Every line in the data below that includes "head" belongs in the answer, copied as it stands.

[[ ENTRIES SHOWN open ]]

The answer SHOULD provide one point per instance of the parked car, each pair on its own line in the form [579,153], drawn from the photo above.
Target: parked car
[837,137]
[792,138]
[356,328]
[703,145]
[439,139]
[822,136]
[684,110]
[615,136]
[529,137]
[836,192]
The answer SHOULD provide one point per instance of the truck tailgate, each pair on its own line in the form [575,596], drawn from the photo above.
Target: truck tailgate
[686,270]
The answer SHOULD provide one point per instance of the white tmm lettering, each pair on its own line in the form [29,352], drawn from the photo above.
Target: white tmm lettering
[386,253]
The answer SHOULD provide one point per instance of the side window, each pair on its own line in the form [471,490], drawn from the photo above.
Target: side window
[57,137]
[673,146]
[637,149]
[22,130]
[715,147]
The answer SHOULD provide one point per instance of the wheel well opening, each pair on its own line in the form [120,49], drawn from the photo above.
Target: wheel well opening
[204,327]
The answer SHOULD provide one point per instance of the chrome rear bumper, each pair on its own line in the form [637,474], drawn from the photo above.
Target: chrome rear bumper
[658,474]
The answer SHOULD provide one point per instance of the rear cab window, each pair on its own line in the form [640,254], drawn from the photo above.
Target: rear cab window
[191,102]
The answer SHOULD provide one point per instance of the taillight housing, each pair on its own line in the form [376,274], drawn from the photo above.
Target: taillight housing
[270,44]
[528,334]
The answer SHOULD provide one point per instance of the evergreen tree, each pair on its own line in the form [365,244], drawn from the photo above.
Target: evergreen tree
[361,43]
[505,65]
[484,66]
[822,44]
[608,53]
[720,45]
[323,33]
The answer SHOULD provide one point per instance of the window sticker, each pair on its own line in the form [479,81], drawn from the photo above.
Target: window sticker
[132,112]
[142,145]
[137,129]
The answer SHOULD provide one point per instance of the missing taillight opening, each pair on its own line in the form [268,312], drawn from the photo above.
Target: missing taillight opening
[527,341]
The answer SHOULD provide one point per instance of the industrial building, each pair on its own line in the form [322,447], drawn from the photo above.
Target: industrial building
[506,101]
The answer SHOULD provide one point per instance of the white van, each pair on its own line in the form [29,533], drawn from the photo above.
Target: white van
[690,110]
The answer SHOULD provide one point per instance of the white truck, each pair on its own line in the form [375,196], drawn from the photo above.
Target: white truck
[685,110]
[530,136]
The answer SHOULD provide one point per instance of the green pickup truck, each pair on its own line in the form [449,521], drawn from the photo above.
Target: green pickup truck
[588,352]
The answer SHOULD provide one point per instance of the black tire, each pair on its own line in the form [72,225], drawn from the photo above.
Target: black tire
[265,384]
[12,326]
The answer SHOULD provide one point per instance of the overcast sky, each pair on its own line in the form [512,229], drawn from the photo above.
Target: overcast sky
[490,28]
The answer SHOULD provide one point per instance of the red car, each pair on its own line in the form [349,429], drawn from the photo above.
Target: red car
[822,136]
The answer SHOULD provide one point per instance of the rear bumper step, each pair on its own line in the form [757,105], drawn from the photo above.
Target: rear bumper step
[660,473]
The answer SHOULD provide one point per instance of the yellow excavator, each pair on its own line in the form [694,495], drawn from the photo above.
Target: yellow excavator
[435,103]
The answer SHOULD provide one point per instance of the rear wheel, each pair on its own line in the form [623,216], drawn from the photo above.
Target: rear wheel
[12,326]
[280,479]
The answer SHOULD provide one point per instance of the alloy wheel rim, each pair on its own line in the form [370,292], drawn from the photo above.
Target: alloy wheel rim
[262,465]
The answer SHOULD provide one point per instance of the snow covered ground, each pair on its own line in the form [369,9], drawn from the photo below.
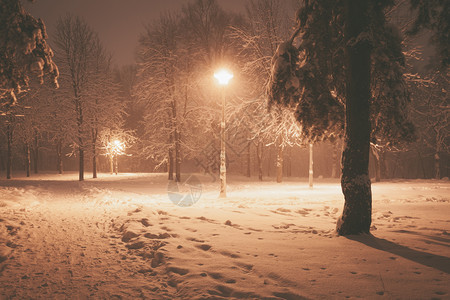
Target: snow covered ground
[121,237]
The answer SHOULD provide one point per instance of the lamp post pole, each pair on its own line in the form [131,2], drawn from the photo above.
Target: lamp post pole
[223,166]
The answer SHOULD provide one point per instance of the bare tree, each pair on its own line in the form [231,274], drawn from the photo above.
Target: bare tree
[74,41]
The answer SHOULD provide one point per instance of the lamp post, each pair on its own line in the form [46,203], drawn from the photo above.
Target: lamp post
[223,77]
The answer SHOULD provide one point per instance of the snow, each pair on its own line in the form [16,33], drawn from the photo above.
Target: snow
[121,237]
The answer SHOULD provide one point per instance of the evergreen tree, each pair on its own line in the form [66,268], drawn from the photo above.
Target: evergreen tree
[23,51]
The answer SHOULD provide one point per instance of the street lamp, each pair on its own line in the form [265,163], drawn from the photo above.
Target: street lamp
[115,148]
[223,77]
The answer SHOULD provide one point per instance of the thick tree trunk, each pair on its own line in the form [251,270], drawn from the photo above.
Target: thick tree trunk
[279,163]
[28,159]
[59,163]
[36,154]
[357,213]
[437,169]
[249,171]
[9,136]
[422,166]
[383,165]
[260,160]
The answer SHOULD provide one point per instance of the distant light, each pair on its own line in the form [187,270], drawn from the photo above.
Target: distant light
[223,76]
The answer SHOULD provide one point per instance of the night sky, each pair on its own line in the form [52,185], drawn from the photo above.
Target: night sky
[118,22]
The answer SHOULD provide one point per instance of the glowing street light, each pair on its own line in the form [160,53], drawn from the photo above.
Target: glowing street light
[223,77]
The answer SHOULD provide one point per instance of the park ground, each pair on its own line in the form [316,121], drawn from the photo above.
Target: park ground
[122,237]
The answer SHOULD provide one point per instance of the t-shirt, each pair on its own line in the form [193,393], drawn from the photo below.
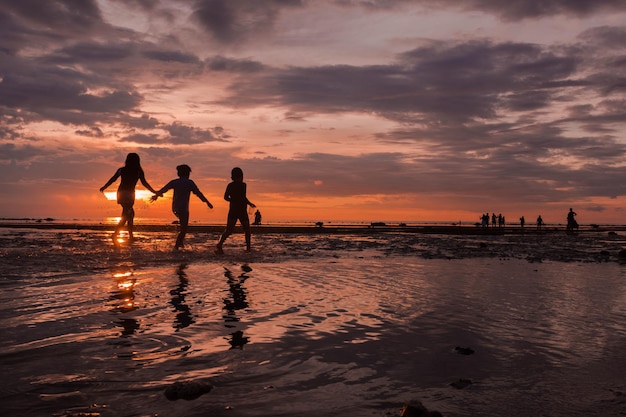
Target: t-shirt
[183,187]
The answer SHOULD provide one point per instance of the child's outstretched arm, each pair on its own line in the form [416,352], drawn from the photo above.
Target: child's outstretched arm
[201,196]
[111,181]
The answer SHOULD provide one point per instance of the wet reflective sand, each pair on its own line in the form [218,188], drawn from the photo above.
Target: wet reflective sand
[310,326]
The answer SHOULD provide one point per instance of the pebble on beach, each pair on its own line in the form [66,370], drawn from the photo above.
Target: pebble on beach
[187,390]
[417,409]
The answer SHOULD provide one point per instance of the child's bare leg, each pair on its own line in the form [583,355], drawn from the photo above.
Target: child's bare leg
[248,240]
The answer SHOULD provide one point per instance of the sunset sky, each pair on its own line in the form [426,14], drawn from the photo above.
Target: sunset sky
[369,110]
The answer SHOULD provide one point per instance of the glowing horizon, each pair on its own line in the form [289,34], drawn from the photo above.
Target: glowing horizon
[434,112]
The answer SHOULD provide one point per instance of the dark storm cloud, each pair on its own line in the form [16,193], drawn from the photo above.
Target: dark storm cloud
[444,81]
[233,21]
[54,15]
[31,22]
[515,10]
[179,134]
[506,10]
[221,63]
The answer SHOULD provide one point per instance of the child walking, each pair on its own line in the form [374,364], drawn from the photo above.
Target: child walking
[183,187]
[130,173]
[236,195]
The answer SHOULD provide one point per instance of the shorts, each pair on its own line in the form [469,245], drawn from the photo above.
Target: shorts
[126,197]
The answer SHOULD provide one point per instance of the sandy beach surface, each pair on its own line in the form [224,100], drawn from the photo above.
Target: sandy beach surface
[311,323]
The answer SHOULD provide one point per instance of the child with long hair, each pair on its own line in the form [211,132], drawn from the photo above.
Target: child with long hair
[130,173]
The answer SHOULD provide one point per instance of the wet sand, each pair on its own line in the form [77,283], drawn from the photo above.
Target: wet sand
[317,324]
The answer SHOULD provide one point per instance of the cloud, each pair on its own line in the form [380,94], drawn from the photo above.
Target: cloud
[235,21]
[178,134]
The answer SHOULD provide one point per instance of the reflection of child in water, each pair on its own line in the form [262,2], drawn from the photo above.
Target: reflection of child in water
[236,194]
[183,187]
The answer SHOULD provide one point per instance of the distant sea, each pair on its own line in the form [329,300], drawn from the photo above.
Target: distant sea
[353,321]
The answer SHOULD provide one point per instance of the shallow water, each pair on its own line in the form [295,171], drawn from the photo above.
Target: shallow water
[342,327]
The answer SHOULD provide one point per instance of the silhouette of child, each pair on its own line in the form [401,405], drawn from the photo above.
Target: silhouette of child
[236,194]
[183,187]
[130,173]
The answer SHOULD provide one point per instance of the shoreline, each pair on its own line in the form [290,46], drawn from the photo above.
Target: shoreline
[281,228]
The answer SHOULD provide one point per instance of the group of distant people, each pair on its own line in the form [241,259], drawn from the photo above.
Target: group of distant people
[183,186]
[499,220]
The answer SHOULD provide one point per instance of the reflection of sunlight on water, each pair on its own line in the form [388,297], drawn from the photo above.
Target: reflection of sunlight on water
[125,293]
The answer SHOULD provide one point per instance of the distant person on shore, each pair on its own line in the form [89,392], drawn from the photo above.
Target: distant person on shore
[130,173]
[236,194]
[257,218]
[183,187]
[571,221]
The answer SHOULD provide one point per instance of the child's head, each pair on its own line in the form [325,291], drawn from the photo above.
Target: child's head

[[ ENTRIES SHOWN closed ]]

#### [COMPLETED EXERCISE]
The answer SHOULD provide one point per instance of the child's head, each pair on its own line in the form [325,291], drawn from the photo above.
Target: child's head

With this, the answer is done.